Problem statement: Restate the records that follow word for word; no pictures should appear.

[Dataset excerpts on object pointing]
■ ■ ■
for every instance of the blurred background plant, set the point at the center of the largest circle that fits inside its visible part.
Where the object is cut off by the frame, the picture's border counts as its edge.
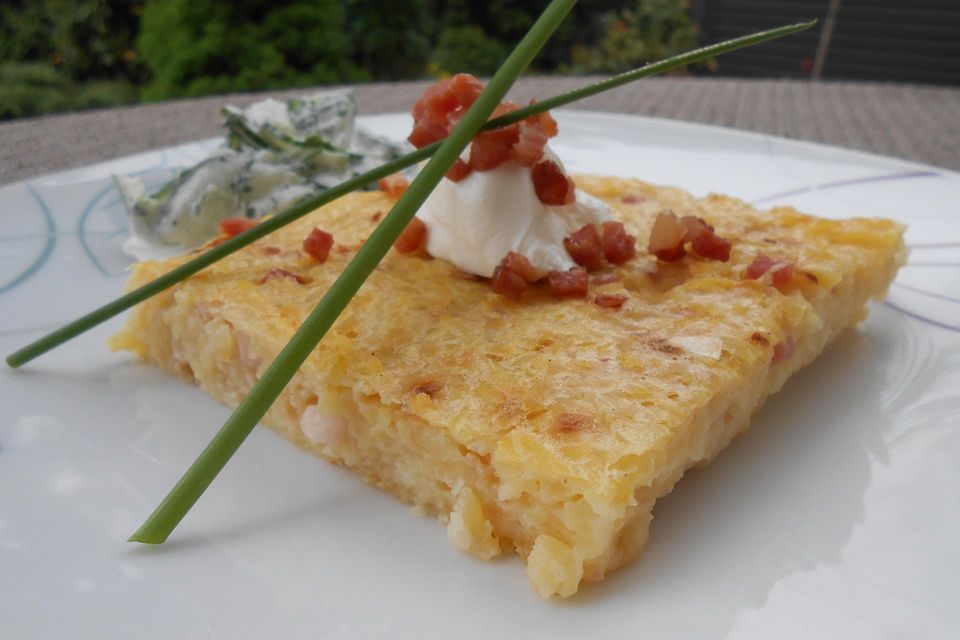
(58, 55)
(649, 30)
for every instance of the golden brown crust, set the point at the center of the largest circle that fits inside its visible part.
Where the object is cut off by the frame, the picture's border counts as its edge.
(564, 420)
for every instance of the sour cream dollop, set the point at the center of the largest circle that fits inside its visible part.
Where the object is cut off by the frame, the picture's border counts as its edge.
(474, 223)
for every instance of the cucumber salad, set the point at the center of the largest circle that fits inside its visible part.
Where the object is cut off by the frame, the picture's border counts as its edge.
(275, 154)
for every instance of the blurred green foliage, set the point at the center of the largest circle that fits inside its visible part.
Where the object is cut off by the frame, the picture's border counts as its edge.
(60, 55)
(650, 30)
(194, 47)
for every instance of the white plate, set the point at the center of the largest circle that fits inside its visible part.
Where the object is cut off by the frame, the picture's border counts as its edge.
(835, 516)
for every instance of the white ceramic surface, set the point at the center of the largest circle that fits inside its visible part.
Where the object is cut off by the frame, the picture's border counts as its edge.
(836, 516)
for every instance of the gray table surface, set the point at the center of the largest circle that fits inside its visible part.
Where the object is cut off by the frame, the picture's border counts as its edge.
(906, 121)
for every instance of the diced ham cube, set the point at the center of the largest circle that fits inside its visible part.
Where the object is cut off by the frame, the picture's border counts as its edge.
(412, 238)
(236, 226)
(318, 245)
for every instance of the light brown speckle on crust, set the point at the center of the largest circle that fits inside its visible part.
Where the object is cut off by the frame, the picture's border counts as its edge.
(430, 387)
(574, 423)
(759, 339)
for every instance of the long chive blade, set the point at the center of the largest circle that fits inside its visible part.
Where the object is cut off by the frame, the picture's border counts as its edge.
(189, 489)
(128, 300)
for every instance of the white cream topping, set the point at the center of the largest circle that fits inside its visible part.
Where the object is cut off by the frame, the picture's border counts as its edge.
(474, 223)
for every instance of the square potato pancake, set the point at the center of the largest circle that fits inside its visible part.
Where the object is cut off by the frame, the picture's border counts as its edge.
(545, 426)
■ ■ ■
Problem solution:
for every instance of the blurred background plant, set the point at the center of the largest circle that fits inside its visible part.
Where the object is cut off by the frame, the picture's border counts as its edge.
(58, 55)
(649, 30)
for every instance of the golden brown crust, set the point at the center of the largest circle that fits inside its visible part.
Where the object is cut off by the frame, the picture's border counts as its edge.
(564, 420)
for every instance of the sour cream dollop, set the point at the center of the largest circle that fits inside its visible part.
Where the object is cut off by the frame, the picture's border counts as its edge.
(474, 223)
for every instance of the cucumber salad, set the point at the center of the largest circle that fits inside its visible part.
Where the object is cut off by the frame, the picture's border counts as its edge.
(275, 154)
for every instance of the blurred green foliage, set the point at the center of the largest circle that fits inside its visible part.
Where the object is cut off by the frame, the picture's border counts as its edge.
(60, 55)
(650, 30)
(194, 47)
for every instance of the white plate, set the point at the center of the largest circle that fits inside its visible part.
Where the object is cut off by the frame, the picture's border counts as its edge.
(835, 516)
for every instance of the white ceramic surface, set the point at the center of the largest circle that fits inside its visible part.
Where the object is cut off by the frame, the picture's border counts as its edge.
(836, 516)
for every instance of the gray table surface, set the point at the center of the largest circle that fits inside its visible part.
Where the object is cut off by the frame, the picture's border counts as its edge.
(906, 121)
for every instance of the diced ham cube, set the point at the center of the largest circle that fits inside its visible part.
Where the object is cut off by the frame, the picture's border counts as its edge.
(412, 238)
(236, 226)
(318, 245)
for every instance of the light brown speckle on crust, set the point at the center of the largest circle that fits inside its visible part.
Where the object is cut off by the frame, the picture's border counts as its edge.
(430, 387)
(574, 423)
(759, 339)
for every instance of the long chive blade, set the point at the center of the largest circle that fits inside its visible part.
Where the object is cut off by the frame, the picture's border counts as its edge.
(189, 489)
(128, 300)
for every instance of the white cream topping, set the point at the center of the largest circle that fits inside its visible part.
Where the object is cut off by the frame, the picture's border counts as its edge.
(474, 223)
for every instance of the square potato pancake, set the point at the center of the largest circle that fits inside its visible part.
Where the object is cut off by the frame, the picture's border counts as its edge.
(545, 426)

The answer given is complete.